• _Цель упражнения_: Выпишите без изменений часть отрывка об изучении детского движения в Самарском крае между словами «Научная новизна исследования» и «никто не обращался.» включительно.

• _Предоставленный отрывок_:
Научная направленность исследования – историческая антропология. Ведущим в данной работе является принцип историзма, то есть рассмотрение обозначенной темы в ее историческом развитии и с учетом всех обстоятельств. Принцип объективности подразумевает изучение источников по исследуемой теме без каких-либо заданных оценочных суждений. В связи с проблематикой исследования необходимым стало обращение к микроисторическому подходу, политико-правовому – я анализа документов Самарского губернского комитета Всесоюзного Ленинского коммунистического союза молодежи (ВЛКСМ) (СОГАСПИ. Ф. 53), а также системному подходу. В исследовании были также использованы следующие методы: терминологический анализ, описательный, содержательный анализ, проблемно-хронологический.
Научная новизна исследования определяется тем, что на провинциальном уровне в границах Самарского края к теме «детского движения» первых лет советской власти на новом историографическом этапе никто не обращался.
Историография
Как известно, к данной проблеме можно подходить «сверху», с позиций социального конструирования мира детства властью, и «снизу», анализируя детскую повседневность и ее реакцию на изменяющийся «взрослый» мир. На сегодняшний день больше появилось работ, анализирующих эту проблему «сверху», что вполне объяснимо. Основные источники по данной проблеме как раз и исходят из взрослой аудитории, отражают все практики и стратегии власти, мира взрослых в отношении детей. Проблема «вписывания» детей в советский политический контекст – одна из центральных проблем, которой на сегодняшний день посвящено большинство работ отечественных исследователей в области children’s studies, например труды Т.М. Смирнова, С.В. Журавлева, А.К. Соколова, А.А. Сальниковой и др. [Смирнова 2003; Журавлев, Соколов 1998; Сальникова 2007]. В них представлены и рассмотрены различные методы, способы, пути и средства, используемые советской властью с целью социализации детей и имплантации новых «советских» ценностей в детское сознание.

• _Блок данных_:
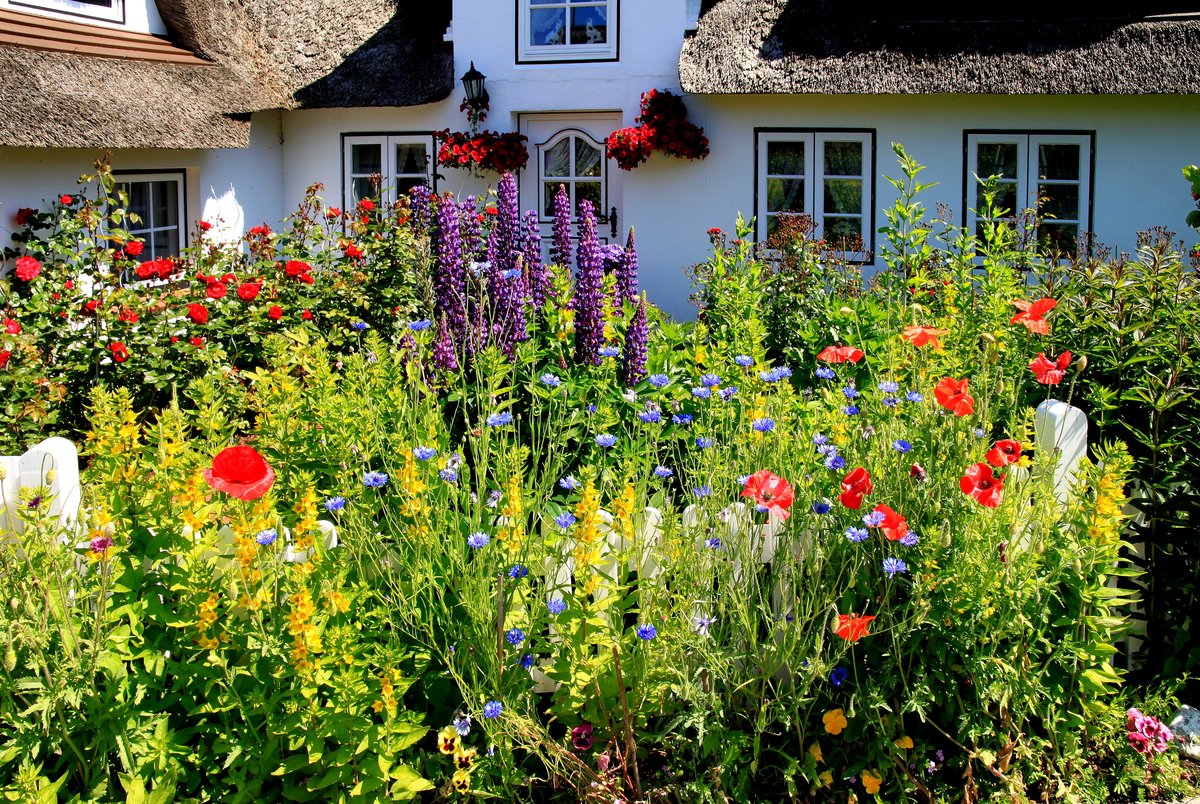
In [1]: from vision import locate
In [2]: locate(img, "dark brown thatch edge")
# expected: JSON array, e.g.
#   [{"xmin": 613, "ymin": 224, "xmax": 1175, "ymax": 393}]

• _Полный ответ_:
Научная новизна исследования определяется тем, что на провинциальном уровне в границах Самарского края к теме «детского движения» первых лет советской власти на новом историографическом этапе никто не обращался.